■ TASK GOAL ■
All of the records should be restated word for word.

■ DATA ■
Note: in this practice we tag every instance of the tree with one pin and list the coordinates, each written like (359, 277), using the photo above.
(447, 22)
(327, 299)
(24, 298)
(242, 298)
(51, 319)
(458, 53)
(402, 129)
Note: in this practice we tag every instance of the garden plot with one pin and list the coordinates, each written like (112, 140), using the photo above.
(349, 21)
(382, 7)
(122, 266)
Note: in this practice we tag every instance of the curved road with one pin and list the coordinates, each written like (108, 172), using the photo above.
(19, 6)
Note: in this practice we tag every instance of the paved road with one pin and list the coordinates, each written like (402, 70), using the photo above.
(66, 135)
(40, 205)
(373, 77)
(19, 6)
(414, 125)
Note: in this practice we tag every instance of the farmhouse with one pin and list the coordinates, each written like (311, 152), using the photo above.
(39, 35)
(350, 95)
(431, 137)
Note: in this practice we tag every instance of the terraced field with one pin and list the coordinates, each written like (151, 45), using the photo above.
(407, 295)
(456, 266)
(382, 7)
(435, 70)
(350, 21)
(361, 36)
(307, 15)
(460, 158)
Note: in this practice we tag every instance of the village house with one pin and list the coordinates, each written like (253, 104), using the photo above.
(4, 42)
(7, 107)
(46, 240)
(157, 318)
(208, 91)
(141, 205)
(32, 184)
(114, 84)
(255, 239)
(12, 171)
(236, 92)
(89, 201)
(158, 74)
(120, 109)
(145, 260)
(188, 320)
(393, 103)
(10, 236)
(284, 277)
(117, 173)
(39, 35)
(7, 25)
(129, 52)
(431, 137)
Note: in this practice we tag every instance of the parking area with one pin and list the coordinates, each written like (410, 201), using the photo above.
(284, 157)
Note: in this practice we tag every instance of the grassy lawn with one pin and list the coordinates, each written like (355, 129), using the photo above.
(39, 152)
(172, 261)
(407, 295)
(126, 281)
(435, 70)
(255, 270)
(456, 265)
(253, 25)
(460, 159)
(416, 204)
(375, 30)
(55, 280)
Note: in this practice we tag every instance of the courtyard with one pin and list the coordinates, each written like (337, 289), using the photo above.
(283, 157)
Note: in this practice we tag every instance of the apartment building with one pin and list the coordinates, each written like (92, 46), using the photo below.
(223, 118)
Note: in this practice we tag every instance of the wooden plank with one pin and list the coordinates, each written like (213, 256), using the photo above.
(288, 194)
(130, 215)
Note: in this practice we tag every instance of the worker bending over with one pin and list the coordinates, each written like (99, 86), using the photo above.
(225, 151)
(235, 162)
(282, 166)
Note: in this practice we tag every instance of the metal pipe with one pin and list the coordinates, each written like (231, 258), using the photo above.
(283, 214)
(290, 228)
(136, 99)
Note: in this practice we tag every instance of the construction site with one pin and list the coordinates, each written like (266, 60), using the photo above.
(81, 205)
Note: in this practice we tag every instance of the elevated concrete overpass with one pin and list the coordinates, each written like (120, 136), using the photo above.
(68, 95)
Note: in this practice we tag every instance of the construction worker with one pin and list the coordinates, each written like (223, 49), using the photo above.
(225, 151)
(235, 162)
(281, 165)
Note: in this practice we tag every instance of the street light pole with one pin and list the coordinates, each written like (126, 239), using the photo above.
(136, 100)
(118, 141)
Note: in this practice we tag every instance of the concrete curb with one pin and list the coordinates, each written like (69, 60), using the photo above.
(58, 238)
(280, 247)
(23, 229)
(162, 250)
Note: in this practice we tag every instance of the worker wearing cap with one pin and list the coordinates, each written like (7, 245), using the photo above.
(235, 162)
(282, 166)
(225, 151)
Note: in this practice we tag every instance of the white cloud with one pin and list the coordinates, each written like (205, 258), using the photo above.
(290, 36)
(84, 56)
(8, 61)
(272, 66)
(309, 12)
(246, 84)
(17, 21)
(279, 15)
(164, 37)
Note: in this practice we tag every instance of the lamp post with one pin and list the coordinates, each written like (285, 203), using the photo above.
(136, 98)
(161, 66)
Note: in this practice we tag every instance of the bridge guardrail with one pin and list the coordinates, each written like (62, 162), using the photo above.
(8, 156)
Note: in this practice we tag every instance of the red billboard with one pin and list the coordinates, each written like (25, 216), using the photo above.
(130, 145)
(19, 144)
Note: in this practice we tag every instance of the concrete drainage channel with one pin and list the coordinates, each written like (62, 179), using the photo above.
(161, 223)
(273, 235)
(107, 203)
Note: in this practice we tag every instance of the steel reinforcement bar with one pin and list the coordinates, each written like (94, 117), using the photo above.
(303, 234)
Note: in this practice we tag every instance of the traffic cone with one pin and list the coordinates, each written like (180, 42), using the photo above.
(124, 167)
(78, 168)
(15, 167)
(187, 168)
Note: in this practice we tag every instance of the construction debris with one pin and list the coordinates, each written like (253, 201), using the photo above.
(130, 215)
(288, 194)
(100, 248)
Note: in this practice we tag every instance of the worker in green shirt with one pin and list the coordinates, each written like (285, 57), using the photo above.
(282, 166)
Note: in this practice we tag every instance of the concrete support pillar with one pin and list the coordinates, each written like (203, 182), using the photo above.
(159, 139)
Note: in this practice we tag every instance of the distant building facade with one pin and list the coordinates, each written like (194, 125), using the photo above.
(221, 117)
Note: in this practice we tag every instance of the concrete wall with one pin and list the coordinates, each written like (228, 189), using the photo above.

■ ANSWER TO THIS PROBLEM ■
Note: in this practice we tag every instance of the tree with one pin and list the coordinates, each written like (359, 277), using the photo above.
(447, 22)
(327, 299)
(24, 298)
(242, 298)
(51, 319)
(458, 53)
(402, 129)
Note: in this practice we tag every instance of the garden plot with one pin and list the coordinates, each written like (112, 140), using the photo above.
(349, 21)
(382, 7)
(122, 266)
Note: in this practice we tag every instance of the curved road with one pin and list the coordinates, each written like (108, 172), using the photo above.
(19, 6)
Note: in this practice we tag every instance of the paved road with one pin and list the coordinates, each written like (402, 70), using the photo above.
(66, 135)
(40, 205)
(373, 77)
(19, 6)
(414, 125)
Note: in this practice we tag every instance of the farmhouse with one pin and list the coordinates, each written like (311, 152), using the photo above.
(39, 35)
(350, 95)
(431, 137)
Note: in this practice we tag every instance of the terraced field with one pin and list the coordinates, each written like (151, 45), using the photo above.
(407, 295)
(456, 266)
(382, 7)
(435, 70)
(350, 21)
(361, 36)
(307, 15)
(460, 158)
Note: in this practice we tag every instance of the village house with one pin and list the coordinates, each written like (253, 104), using the photo above.
(4, 42)
(7, 107)
(46, 240)
(157, 318)
(208, 91)
(141, 205)
(32, 184)
(114, 84)
(255, 239)
(12, 171)
(236, 92)
(89, 201)
(158, 74)
(120, 109)
(145, 260)
(188, 320)
(393, 103)
(10, 236)
(284, 277)
(117, 173)
(39, 35)
(7, 25)
(129, 52)
(431, 137)
Note: in this practice we tag every instance of the parking area with one pin and list the coordinates, each written like (410, 201), using the photo above.
(284, 157)
Note: in this practice we tag every instance of the grassy lawn with one pin and list the coordinates, each written like (355, 129), using the photo above.
(39, 152)
(172, 261)
(407, 295)
(126, 281)
(435, 70)
(255, 270)
(456, 265)
(253, 25)
(460, 159)
(416, 204)
(375, 30)
(55, 280)
Note: in this practice we tag every instance of the courtyard with one pin and list the coordinates, each written like (337, 289), using the photo above.
(283, 157)
Note: in this practice we tag every instance of the apartment building with one pin and list the coordinates, each written like (92, 46), using the photo below.
(223, 118)
Note: in this practice we tag every instance of the wooden plank with one pin and list the coordinates, each written like (213, 256), using the photo above.
(288, 194)
(130, 215)
Note: in this practice we tag every instance of the worker bending over with one pin and list the coordinates, each written like (99, 86), using the photo above.
(225, 151)
(235, 162)
(282, 166)
Note: in this practice we tag every instance of the metal pipe with one pin and list the coordinates, each written like (231, 258), using the photo above.
(283, 214)
(290, 228)
(136, 99)
Note: in this practice we tag every instance of the construction site with one pin and list the coordinates, each written like (266, 60), using the photo above.
(81, 205)
Note: in this practice we tag every instance of the elevated concrete overpass with one pin and list the coordinates, each written like (120, 136), using the photo above.
(68, 95)
Note: in this practice we tag every instance of the construction worker with one pin and list the coordinates, each written like (223, 49), using the photo above.
(225, 151)
(235, 162)
(281, 165)
Note: in this practice we tag every instance of the street light pole with one pin and list the coordinates, each written like (126, 239), using the photo above.
(136, 100)
(118, 141)
Note: in this practice we tag every instance of the concrete curb with one pin and list the coordinates, each written like (69, 60), using the photo above.
(58, 238)
(280, 247)
(23, 229)
(162, 250)
Note: in this practice we tag every instance of the worker wearing cap with one pin and list the coordinates, each written like (7, 245), using the photo above.
(235, 162)
(282, 166)
(225, 151)
Note: in this practice we tag every instance of the white cloud with one pin and list the coordinates, each written like (205, 258), using the photo above.
(290, 36)
(84, 56)
(8, 61)
(272, 66)
(309, 12)
(246, 84)
(17, 21)
(279, 15)
(164, 37)
Note: in this practice we tag every instance of the lamp post with one pin and list the coordinates, each written like (285, 203), using the photo above.
(136, 98)
(161, 66)
Note: in this practice we tag every instance of the bridge guardrail with one pin and list the coordinates, each written like (62, 162), using the photo above.
(8, 156)
Note: in this practice we tag every instance of the red billboard with one pin and list the coordinates, each written like (25, 216), using the photo above.
(130, 145)
(19, 144)
Note: in this practice we tag every instance of the concrete drainage channel with one pin and list the coordinates, each written like (62, 179), using the photo above.
(161, 223)
(273, 235)
(107, 203)
Note: in this practice we tag every instance of the steel reinforcement bar with one pin and list the coordinates, each written like (94, 117), using the photo above.
(303, 234)
Note: in this practice we tag every instance of the traffic cone with one pin and list the coordinates, each written like (180, 42), using the photo above.
(124, 167)
(78, 168)
(15, 167)
(187, 168)
Note: in this practice we tag every instance of the construction debris with one pin and list the coordinates, each written like (253, 201), using the photo above.
(130, 215)
(288, 194)
(100, 248)
Note: in this practice we tag every instance of the worker in green shirt with one pin and list the coordinates, each written like (285, 57), using the photo above.
(282, 166)
Note: in this practice we tag every instance of the concrete support pillar with one pin and list the coordinates, each written like (203, 182), using the photo above.
(159, 139)
Note: in this practice we tag every instance of the distant building facade with one pin and list the coordinates, each written like (194, 125), using the photo above.
(221, 117)
Note: in this practice we tag every instance of the concrete wall with one pin and list the coordinates, each written like (228, 189), using the photo above.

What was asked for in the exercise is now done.